SUPPLIED ENTRIES Block Start
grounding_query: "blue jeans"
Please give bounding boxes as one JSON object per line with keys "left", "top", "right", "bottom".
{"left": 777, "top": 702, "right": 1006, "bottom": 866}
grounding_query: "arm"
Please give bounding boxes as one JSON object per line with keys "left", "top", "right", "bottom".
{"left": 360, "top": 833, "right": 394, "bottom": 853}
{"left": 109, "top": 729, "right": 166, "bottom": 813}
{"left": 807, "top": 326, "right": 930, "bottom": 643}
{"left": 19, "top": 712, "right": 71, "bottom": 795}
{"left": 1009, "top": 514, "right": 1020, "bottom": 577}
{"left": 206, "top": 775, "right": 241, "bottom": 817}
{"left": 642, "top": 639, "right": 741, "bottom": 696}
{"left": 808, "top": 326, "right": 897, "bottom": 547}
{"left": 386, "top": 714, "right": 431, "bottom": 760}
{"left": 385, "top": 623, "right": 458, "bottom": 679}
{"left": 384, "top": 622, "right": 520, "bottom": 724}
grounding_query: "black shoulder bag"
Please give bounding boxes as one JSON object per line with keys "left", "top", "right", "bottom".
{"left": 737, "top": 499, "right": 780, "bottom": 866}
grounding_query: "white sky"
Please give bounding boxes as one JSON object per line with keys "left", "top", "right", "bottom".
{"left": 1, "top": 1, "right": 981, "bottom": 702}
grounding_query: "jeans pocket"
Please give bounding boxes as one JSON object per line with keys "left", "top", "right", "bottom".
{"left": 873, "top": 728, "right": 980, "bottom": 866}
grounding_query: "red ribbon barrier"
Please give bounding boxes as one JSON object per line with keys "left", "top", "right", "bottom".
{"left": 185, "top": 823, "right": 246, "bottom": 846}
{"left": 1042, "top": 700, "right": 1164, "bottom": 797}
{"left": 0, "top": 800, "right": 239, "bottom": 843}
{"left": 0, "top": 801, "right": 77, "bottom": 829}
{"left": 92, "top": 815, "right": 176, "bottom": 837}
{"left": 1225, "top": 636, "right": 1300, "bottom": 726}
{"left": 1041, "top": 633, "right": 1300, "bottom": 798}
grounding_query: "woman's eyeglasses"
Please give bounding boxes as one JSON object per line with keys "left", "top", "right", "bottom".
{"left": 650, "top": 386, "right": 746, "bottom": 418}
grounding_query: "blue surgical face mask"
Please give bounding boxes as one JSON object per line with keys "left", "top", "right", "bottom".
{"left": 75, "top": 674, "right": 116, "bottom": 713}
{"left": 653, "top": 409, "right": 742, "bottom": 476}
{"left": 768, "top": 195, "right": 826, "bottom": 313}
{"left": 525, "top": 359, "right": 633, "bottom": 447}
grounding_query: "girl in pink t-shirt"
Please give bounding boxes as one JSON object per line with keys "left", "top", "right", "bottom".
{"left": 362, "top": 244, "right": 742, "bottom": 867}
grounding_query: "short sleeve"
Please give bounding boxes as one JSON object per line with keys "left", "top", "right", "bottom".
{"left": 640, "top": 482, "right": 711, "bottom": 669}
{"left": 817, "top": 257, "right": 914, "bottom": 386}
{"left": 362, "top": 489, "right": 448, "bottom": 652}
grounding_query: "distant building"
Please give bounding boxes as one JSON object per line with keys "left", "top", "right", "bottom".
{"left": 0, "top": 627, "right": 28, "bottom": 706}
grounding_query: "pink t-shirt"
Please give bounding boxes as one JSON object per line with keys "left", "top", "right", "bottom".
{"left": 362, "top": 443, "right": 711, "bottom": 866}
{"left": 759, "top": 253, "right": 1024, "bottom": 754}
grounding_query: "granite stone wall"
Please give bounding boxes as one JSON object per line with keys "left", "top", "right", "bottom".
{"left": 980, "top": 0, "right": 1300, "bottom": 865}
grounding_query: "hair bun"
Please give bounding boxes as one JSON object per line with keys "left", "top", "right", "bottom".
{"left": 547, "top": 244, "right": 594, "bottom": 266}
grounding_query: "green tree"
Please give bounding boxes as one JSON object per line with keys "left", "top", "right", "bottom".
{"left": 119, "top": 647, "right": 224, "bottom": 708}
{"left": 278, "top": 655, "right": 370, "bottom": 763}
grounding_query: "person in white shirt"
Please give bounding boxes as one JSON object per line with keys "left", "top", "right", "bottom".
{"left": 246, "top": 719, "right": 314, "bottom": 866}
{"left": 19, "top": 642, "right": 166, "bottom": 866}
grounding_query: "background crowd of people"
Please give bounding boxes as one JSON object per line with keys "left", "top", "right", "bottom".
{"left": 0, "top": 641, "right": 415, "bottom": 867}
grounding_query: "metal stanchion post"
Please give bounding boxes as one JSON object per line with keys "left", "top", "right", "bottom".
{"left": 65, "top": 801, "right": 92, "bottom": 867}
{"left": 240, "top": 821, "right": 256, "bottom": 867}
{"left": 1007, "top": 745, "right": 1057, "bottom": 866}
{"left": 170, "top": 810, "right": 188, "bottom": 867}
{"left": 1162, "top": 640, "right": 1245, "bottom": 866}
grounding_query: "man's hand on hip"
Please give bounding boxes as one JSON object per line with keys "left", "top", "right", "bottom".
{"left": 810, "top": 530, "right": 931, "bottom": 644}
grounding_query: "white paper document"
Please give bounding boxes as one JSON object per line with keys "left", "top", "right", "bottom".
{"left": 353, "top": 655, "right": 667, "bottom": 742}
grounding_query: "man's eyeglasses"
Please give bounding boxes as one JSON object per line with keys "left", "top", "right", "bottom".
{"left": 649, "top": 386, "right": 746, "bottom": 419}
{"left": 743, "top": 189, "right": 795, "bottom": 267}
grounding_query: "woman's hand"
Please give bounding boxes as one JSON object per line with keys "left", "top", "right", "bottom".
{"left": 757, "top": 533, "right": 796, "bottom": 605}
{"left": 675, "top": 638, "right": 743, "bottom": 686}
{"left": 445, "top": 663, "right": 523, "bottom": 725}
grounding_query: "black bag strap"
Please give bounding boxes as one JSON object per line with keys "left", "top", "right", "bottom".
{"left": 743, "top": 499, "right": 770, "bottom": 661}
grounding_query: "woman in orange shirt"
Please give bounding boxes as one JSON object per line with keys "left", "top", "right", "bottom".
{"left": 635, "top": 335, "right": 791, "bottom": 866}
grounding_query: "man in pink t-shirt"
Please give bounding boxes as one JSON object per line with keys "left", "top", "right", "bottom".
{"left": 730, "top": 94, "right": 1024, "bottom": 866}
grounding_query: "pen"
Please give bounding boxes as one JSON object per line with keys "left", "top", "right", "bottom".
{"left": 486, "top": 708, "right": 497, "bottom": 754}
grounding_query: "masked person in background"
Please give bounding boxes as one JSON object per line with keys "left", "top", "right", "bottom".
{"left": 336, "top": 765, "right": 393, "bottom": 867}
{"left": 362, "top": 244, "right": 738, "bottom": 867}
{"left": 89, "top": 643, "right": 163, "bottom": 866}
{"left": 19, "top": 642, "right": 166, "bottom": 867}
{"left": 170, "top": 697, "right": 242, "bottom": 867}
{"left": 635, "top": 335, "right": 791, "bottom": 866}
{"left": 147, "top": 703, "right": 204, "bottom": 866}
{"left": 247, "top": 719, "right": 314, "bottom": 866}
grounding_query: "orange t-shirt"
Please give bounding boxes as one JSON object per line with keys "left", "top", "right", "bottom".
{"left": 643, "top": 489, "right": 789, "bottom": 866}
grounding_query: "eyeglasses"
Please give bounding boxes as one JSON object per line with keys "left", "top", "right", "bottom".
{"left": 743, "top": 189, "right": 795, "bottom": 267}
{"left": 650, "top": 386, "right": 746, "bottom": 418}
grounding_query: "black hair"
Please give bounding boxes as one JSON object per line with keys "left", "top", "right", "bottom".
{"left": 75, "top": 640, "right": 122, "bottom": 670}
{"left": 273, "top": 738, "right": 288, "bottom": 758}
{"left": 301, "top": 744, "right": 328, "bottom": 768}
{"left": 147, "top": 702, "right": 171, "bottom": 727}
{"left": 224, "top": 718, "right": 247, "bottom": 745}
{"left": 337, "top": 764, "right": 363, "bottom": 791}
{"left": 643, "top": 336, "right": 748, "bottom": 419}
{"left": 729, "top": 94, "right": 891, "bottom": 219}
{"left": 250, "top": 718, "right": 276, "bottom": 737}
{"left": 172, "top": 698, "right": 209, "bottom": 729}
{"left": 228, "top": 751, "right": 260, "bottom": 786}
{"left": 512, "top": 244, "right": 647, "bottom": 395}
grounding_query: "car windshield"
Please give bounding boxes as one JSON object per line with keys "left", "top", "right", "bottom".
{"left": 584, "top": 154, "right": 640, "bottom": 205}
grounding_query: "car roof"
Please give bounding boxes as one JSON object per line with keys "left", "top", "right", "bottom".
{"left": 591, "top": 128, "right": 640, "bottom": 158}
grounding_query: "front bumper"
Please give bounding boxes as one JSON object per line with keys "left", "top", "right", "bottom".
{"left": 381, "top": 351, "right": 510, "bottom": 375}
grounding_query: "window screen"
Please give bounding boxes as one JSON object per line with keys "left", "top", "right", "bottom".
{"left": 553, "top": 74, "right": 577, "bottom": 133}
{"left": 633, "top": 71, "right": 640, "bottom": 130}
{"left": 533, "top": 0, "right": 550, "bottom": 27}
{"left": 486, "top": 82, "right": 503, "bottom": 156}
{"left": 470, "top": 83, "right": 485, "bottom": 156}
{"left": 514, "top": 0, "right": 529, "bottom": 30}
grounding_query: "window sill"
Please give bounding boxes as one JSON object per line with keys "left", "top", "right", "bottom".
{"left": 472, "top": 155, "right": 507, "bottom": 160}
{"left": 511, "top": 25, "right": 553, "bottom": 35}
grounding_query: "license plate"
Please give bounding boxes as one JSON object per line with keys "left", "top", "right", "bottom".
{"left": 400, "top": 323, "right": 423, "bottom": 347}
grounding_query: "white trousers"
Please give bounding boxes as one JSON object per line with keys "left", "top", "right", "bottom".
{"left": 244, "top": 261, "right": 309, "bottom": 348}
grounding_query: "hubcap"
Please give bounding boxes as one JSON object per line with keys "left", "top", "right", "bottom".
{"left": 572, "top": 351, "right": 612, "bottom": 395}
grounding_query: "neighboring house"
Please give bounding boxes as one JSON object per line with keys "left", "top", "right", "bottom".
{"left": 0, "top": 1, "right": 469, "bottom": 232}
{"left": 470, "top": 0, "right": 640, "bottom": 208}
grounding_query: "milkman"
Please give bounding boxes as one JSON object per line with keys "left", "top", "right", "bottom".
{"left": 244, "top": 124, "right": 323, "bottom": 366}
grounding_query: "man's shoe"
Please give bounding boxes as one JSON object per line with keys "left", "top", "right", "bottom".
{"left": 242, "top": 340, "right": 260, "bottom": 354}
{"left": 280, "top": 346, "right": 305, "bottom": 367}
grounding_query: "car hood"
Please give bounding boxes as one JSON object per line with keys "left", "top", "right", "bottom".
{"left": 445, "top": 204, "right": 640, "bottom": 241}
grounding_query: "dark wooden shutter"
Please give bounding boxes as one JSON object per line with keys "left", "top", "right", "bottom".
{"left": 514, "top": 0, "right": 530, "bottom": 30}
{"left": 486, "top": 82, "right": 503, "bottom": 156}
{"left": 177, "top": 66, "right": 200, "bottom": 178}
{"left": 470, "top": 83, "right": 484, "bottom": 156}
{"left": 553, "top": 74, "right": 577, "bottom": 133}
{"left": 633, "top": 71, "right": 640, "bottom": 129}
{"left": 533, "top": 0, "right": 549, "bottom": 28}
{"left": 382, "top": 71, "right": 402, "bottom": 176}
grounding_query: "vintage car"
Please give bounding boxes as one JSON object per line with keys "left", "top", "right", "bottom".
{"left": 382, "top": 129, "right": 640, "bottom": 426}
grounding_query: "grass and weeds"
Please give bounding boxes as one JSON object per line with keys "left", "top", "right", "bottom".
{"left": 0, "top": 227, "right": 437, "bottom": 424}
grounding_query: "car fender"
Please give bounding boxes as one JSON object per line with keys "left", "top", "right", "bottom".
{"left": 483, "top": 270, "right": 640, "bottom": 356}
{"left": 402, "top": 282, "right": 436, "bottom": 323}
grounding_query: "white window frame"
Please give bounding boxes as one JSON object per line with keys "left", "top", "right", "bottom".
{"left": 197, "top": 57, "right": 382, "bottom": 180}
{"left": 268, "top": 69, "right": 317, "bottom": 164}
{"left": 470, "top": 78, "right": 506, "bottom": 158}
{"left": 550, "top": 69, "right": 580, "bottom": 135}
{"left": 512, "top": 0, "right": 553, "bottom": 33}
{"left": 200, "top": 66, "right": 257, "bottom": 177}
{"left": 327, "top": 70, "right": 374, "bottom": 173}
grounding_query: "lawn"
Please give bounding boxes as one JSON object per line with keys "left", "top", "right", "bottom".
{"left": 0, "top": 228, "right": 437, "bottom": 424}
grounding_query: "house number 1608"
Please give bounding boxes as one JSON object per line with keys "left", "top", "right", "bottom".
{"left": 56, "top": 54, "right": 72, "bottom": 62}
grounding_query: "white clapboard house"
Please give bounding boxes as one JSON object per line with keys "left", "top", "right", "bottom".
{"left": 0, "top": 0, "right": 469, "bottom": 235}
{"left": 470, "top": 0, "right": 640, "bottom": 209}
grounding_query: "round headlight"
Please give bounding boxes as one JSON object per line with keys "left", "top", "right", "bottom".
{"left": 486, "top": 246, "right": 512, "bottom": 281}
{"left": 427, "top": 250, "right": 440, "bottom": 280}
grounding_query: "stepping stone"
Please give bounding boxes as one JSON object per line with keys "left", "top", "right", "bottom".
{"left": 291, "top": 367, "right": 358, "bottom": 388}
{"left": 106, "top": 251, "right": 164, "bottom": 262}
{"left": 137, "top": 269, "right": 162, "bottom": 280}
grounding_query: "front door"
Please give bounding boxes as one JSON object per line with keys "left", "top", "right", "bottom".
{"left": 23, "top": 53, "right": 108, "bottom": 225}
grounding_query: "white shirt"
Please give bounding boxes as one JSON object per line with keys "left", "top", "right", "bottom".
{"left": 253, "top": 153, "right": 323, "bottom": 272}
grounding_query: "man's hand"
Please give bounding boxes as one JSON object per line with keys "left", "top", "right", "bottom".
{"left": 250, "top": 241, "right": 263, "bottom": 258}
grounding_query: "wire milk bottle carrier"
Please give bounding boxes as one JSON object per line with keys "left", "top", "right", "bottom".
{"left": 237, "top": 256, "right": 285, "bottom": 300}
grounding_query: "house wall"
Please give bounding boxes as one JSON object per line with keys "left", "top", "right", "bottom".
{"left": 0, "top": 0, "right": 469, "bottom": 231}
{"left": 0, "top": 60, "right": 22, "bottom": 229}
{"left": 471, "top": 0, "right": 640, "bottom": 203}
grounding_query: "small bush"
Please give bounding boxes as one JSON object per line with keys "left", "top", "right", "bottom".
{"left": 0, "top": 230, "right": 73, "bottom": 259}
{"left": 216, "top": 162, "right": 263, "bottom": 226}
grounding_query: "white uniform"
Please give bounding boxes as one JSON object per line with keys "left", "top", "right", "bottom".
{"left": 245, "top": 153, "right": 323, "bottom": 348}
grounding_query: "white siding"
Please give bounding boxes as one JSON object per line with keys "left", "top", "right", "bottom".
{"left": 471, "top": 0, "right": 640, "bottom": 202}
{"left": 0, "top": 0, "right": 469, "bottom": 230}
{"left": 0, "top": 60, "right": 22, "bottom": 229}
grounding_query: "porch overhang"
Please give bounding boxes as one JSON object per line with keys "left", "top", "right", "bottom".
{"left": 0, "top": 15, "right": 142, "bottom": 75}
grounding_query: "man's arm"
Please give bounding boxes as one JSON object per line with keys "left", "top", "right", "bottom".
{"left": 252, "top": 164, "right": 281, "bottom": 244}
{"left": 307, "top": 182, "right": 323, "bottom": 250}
SUPPLIED ENTRIES Block End
DIRECTIONS FOR THIS TASK:
From the material above, copy each line that includes the word "hand".

EXERCISE RESULT:
grounding_query: "man's hand on hip"
grounding_query: "woman's hand"
grounding_query: "man's hand"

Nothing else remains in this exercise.